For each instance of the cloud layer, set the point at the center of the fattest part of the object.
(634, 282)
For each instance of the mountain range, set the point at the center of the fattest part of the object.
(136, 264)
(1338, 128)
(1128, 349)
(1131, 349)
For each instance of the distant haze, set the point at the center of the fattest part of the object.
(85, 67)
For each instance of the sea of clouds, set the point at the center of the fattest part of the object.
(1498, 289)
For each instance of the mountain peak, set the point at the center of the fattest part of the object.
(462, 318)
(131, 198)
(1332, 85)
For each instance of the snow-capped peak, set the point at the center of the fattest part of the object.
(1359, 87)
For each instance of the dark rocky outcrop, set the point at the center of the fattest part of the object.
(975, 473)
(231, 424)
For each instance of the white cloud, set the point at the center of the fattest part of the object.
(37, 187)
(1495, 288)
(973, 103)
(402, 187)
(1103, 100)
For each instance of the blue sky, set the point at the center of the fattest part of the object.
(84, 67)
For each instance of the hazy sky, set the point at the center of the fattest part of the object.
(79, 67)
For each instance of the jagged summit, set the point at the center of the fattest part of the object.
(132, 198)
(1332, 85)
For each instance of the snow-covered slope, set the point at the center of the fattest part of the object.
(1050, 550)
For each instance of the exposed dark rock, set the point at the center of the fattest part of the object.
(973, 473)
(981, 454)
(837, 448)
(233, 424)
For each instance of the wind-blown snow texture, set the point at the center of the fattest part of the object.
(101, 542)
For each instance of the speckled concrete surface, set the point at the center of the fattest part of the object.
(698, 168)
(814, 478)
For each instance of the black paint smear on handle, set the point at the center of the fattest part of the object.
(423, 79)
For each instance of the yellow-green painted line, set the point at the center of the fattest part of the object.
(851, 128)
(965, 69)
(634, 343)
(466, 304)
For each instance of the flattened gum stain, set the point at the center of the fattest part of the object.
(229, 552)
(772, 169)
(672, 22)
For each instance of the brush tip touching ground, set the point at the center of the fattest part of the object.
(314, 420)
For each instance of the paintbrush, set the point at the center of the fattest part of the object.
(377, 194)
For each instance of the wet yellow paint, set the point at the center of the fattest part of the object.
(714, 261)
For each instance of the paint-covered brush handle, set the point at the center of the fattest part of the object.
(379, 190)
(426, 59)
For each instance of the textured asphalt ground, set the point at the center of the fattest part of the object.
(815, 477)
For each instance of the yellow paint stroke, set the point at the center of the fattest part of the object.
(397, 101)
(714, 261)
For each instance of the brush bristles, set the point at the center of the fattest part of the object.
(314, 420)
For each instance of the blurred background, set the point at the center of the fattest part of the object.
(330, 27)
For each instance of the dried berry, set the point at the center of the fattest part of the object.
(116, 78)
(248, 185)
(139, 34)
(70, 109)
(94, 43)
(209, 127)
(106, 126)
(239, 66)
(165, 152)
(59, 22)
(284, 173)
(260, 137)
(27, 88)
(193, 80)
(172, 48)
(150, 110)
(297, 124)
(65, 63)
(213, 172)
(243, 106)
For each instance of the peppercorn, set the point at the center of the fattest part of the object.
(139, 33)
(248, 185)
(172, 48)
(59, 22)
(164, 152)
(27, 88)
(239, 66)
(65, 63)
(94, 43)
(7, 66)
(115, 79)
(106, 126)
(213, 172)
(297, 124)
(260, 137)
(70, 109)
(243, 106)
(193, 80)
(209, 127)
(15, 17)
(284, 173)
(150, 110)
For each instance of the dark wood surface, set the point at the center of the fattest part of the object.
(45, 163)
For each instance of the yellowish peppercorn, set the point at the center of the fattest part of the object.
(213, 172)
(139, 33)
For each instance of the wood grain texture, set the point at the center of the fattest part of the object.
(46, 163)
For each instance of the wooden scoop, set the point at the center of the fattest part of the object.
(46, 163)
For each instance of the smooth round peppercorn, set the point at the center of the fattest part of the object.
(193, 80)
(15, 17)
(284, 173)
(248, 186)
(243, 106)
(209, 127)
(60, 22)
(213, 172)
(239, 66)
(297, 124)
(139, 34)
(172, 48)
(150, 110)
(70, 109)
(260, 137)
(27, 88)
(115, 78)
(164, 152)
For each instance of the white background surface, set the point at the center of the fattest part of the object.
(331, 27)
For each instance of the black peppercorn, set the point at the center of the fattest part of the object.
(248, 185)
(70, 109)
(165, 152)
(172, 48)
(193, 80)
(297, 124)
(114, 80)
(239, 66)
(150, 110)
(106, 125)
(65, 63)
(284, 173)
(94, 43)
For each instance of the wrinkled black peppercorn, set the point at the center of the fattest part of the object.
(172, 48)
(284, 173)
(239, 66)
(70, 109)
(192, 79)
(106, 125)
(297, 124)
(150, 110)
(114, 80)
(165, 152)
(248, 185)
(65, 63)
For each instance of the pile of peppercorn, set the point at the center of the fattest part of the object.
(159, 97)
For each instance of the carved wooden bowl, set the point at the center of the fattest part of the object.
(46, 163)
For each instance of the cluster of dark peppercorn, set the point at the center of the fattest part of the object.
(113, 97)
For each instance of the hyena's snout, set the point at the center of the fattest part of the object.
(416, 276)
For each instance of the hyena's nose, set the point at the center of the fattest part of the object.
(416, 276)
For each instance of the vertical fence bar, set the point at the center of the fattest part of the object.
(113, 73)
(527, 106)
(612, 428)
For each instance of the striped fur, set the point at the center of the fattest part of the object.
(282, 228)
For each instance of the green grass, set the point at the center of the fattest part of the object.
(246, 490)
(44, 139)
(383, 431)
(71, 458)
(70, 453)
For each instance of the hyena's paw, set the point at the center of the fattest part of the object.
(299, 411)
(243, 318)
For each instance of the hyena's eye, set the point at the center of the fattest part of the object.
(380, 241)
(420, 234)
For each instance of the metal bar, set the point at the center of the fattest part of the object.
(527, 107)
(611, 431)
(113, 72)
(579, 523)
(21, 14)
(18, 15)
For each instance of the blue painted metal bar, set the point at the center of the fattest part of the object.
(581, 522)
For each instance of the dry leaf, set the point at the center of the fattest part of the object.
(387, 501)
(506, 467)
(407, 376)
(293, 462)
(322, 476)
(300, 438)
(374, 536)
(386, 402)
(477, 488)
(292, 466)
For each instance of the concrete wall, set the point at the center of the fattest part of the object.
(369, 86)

§

What is required.
Quote every line of the data above word for word, changing nothing.

Response to this task.
For each instance of the cloud layer, set the point at the center of the fattest part of the object.
(634, 282)
For each instance of the mountain range, set the point at the center of the fattest part of the object.
(136, 264)
(1338, 128)
(1128, 349)
(1131, 349)
For each instance of the distant haze, set the point at the center of the fattest part of the object.
(85, 67)
For each instance of the sea of clouds, set the point at the center of the fattest part of the object.
(1498, 289)
For each instance of the mountain peak, set the point at the center of the fattest part of the object.
(462, 318)
(131, 198)
(1332, 85)
For each instance of the snow-capped peak, set the point at the center of the fattest part of the object.
(1359, 87)
For each instance of the dark rocky outcrop, set the point at the center of the fattest part of the object.
(975, 473)
(231, 424)
For each instance of the white cloud, set the point at the center of the fattest part of the object.
(37, 187)
(1495, 288)
(973, 103)
(402, 187)
(1103, 100)
For each instance of the blue sky, set the point at the center of the fattest part of the object.
(84, 67)
For each instance of the hazy sky, set the point at the center of the fattest part of the object.
(79, 67)
For each instance of the jagged summit, set the point at the center of the fattest part of the object.
(132, 198)
(1332, 85)
For each instance of the snow-covered slope, set the point at the center of the fattest part of the object.
(1050, 550)
For each instance of the exposed dark rock, set the point at the center of the fattest part of the object.
(973, 473)
(981, 454)
(837, 448)
(233, 424)
For each instance of the wind-blown snow texture, set the point at the center of the fattest part of the object.
(101, 542)
For each instance of the speckled concrete surface, set the point at the center of the fattest part of the object.
(698, 168)
(814, 478)
For each instance of the black paint smear on handle, set the point at the center of the fattest part of the object.
(423, 79)
For each instance of the yellow-green painted line, set the point at the center of the fattest part of the object.
(851, 128)
(965, 69)
(634, 343)
(466, 304)
For each instance of the flattened gum stain, set the point at the center of the fattest part of the object.
(229, 552)
(772, 169)
(672, 22)
For each instance of the brush tip touching ground, set the point at the center of the fattest part of the object.
(314, 420)
For each instance of the paintbrush, set the point at the center of the fattest part of the object.
(377, 194)
For each instance of the wet yellow paint, set the point at the center of the fattest part of the object.
(714, 261)
For each instance of the paint-covered brush handle, set the point at the center of the fattest part of the object.
(379, 190)
(426, 59)
For each instance of the textured asphalt ground, set the point at the center of the fattest part of the object.
(815, 477)
For each instance of the yellow paint stroke, set the point at the center of the fattest part of the object.
(397, 101)
(714, 261)
For each instance of the brush bristles, set the point at the center of the fattest part of the object.
(314, 420)
For each instance of the blurred background, set the point at the center of the fattest part of the object.
(330, 27)
For each instance of the dried berry, set the point at the center of the fattest part of the object.
(116, 78)
(248, 185)
(139, 34)
(70, 109)
(94, 43)
(209, 127)
(106, 126)
(239, 66)
(165, 152)
(59, 22)
(284, 173)
(260, 137)
(27, 88)
(193, 80)
(172, 48)
(150, 110)
(297, 124)
(65, 63)
(213, 172)
(243, 106)
For each instance of the peppercorn, set the point at the center of the fattest part of the object.
(139, 33)
(248, 185)
(172, 48)
(59, 22)
(164, 152)
(27, 88)
(239, 66)
(65, 63)
(94, 43)
(7, 66)
(115, 79)
(106, 126)
(213, 172)
(297, 124)
(260, 137)
(70, 109)
(243, 106)
(193, 80)
(209, 127)
(15, 17)
(284, 173)
(150, 110)
For each instance of the dark wood surface, set the point at the center of the fattest part of the object.
(45, 163)
For each instance of the yellowish peppercorn, set the point at the center of the fattest part of the object.
(213, 172)
(139, 33)
For each instance of the wood grain texture, set the point at the center of the fattest part of the object.
(46, 163)
For each instance of the wooden scoop, set the point at the center of the fattest part of the object.
(46, 163)
For each instance of the smooth round peppercorn, set the point at the center of the fattest part of the object.
(193, 80)
(15, 17)
(284, 173)
(248, 186)
(243, 106)
(209, 127)
(60, 22)
(213, 172)
(239, 66)
(297, 124)
(139, 34)
(172, 48)
(150, 110)
(70, 109)
(260, 137)
(27, 88)
(115, 78)
(164, 152)
For each instance of the white background surface, set the point at the center of the fattest part of the object.
(331, 27)
For each instance of the black peppercorn, set the point at the center of the fattest part of the object.
(248, 185)
(70, 109)
(165, 152)
(172, 48)
(193, 80)
(297, 124)
(114, 80)
(239, 66)
(150, 110)
(106, 125)
(65, 63)
(284, 173)
(94, 43)
For each instance of the wrinkled black peppercorn, set the point at the center of the fattest part of the object.
(172, 48)
(284, 173)
(239, 66)
(70, 109)
(192, 79)
(106, 125)
(297, 124)
(150, 110)
(114, 80)
(165, 152)
(248, 185)
(65, 63)
For each instance of the pile of peppercorn, set the point at the center of the fattest part of the object.
(159, 97)
For each instance of the carved wooden bowl, set the point at the center of the fattest part of the object.
(46, 163)
For each instance of the cluster of dark peppercorn, set the point at the center of the fattest part of the object.
(113, 97)
For each instance of the hyena's snout, set the point at the center of the fattest part of the object.
(416, 276)
For each instance of the hyena's nose, set the point at the center of the fattest part of the object.
(416, 276)
For each instance of the vertical fence bar, set the point at the center of the fattest part of the object.
(113, 73)
(527, 106)
(612, 428)
For each instance of the striped fur, set the point at the center of the fattest part of the object.
(282, 228)
For each instance of the green grass, set the point at the center of the fattest part of the object.
(246, 490)
(44, 139)
(383, 431)
(71, 458)
(70, 453)
For each instance of the hyena's paw, set the point at the center of the fattest part of the object.
(299, 411)
(243, 318)
For each instance of the hyena's eye, set the point at the center of the fattest part of the object.
(380, 241)
(420, 234)
For each instance of the metal bar, set the point at the center of the fattest part of the object.
(527, 107)
(611, 431)
(113, 72)
(579, 523)
(21, 14)
(18, 15)
For each instance of the blue painted metal bar, set the point at the center of the fattest part of the object.
(581, 522)
For each instance of the dry leaf, set the point at the center of the fattest part of the object.
(387, 501)
(506, 467)
(407, 376)
(293, 462)
(322, 476)
(300, 438)
(374, 536)
(386, 402)
(477, 488)
(292, 466)
For each instance of the concrete wall, set the point at the center of the fattest part of the object.
(369, 86)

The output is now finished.